Aim of the task: Please find each line in the items below that contains the string "slab" and copy it out in full. Case counts when matching.

*** Provided data

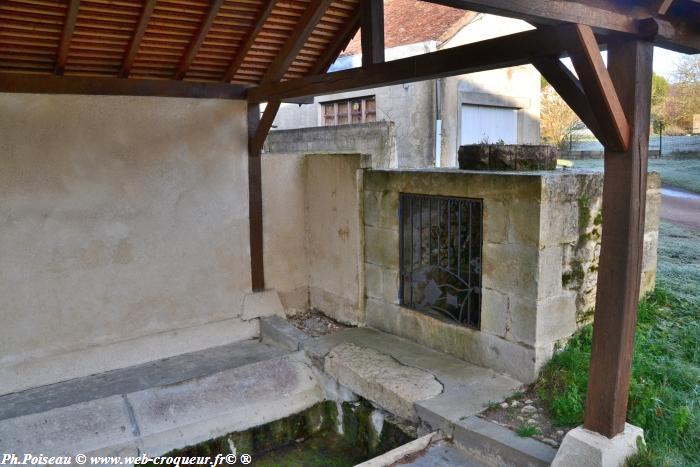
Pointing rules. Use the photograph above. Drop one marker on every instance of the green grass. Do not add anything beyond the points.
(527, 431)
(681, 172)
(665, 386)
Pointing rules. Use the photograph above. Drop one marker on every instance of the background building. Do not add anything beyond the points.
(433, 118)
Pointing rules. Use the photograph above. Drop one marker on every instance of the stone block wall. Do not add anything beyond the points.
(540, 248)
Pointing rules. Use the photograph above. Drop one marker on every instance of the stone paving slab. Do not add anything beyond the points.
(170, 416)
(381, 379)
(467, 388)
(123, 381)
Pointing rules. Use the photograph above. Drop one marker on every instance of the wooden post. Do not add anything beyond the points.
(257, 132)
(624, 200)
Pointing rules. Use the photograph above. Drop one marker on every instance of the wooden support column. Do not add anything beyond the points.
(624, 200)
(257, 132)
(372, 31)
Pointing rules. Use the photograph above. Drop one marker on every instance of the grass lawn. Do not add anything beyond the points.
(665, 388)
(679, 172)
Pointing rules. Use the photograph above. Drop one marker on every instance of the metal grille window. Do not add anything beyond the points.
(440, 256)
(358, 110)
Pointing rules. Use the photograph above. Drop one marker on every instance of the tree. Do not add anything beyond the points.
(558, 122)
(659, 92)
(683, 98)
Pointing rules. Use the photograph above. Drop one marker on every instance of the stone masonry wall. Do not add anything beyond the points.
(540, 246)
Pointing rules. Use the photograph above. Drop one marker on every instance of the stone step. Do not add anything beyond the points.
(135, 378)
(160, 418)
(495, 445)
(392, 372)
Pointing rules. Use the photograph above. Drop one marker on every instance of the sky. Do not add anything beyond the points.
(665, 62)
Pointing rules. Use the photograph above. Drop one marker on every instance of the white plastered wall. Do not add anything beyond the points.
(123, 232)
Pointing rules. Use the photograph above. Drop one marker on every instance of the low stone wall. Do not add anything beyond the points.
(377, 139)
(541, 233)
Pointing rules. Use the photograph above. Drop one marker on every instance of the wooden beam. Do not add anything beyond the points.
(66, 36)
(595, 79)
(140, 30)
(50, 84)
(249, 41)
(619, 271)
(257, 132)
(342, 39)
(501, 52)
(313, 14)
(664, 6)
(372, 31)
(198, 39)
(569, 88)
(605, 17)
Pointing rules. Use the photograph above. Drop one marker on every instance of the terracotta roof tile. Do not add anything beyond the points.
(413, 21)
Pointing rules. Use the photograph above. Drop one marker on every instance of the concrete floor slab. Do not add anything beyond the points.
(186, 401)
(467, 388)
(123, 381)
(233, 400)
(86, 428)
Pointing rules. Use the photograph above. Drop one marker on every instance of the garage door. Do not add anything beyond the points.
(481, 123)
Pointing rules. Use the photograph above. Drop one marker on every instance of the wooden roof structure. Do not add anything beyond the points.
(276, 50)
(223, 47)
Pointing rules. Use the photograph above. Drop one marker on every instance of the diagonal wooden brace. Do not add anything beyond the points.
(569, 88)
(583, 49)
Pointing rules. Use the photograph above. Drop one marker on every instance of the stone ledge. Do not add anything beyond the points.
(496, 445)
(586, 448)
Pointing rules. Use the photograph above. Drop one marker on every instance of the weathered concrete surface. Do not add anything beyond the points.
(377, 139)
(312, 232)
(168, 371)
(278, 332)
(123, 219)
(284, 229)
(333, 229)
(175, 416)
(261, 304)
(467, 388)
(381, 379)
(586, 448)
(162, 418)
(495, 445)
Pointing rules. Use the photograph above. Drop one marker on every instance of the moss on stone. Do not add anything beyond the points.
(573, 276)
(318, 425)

******
*** Provided data

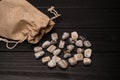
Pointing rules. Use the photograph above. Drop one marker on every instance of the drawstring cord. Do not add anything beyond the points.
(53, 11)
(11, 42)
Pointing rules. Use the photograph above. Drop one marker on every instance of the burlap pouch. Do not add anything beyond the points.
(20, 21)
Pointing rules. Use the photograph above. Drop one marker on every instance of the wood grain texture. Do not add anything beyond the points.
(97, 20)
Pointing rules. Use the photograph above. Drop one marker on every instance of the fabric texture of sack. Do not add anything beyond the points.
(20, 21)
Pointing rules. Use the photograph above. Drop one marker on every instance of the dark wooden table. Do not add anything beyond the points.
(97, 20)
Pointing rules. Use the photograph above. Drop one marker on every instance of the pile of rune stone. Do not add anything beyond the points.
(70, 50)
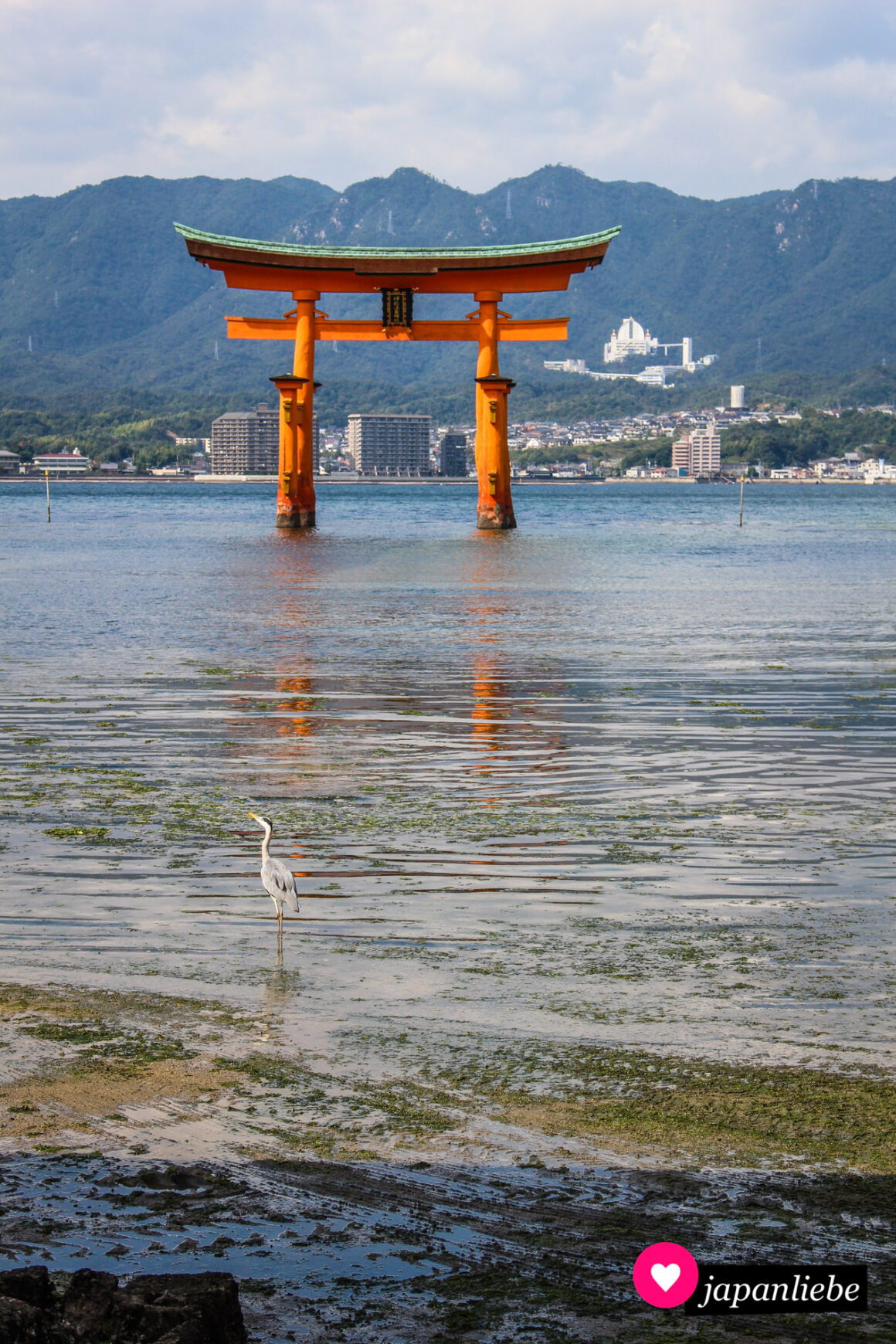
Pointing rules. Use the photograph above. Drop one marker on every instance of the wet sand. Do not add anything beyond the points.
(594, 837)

******
*** Provided data

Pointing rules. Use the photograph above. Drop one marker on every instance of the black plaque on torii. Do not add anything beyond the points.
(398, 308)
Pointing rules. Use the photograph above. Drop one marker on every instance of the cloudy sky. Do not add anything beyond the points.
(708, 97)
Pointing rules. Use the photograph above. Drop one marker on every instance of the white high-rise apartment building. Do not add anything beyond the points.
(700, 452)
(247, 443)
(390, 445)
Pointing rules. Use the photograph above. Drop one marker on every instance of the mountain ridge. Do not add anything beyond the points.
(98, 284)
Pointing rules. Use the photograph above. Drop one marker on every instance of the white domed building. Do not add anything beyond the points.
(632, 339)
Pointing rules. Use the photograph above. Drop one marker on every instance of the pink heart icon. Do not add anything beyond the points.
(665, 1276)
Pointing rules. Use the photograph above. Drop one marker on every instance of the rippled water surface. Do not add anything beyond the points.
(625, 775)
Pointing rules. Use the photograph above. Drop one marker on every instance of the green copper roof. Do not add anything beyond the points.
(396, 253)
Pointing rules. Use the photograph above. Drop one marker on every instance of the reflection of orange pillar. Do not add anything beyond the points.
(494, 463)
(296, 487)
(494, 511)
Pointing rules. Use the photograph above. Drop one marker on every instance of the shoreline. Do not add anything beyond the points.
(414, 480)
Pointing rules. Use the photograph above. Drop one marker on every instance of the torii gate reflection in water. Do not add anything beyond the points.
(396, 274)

******

Output of the task:
Pointing rules. Use the photograph above. Drop one marker on every instance of the stone paving slab. Do not add anything beyond the points.
Pointing rules. Use the photograph above. Drop one marker on every instance of the concrete floor slab. Do not add anything beyond the points.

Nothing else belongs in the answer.